** start of Excerpt **

The first line shown selects the databank `xAOD::AntiKt4EMTopoJets`, and stores it as the first item in a list of databanks. The second line shown has three components. 

The first, `.Select('lambda ls: (ls[0]` tells the program to browse to the first item in the top-level list (which we just stored `xAOD::AntiKt4EMTopoJets` as). 

The second component is the statement `.Select(lambda jet: jet.pt()`. This tells ServiceX to, while browsing inside the `xAOD::AntiKt4EMTopoJets` databank, look for jets and retrieve their transverse momenta.

The third component is the statement `.Where(lambda jet: jet.pt()/1000 >60))`. This statement filters the jets by their transverse momenta, so that it selects only the jets that have greater than 60 GeV energy (note that Jet pTs are stored in MeV).

** end of Excerpt **

» **To be done**
From the ServiceX query explanation, extract the part that opens with the words containing "The third component" and closes with "stored in MeV).", copied word for word.

** start of Given data **

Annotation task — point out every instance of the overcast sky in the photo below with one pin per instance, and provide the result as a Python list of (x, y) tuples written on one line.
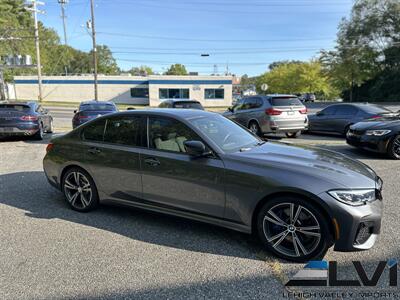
[(245, 35)]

** end of Given data **

» **The result**
The third component is the statement `.Where(lambda jet: jet.pt()/1000 >60))`. This statement filters the jets by their transverse momenta, so that it selects only the jets that have greater than 60 GeV energy (note that Jet pTs are stored in MeV).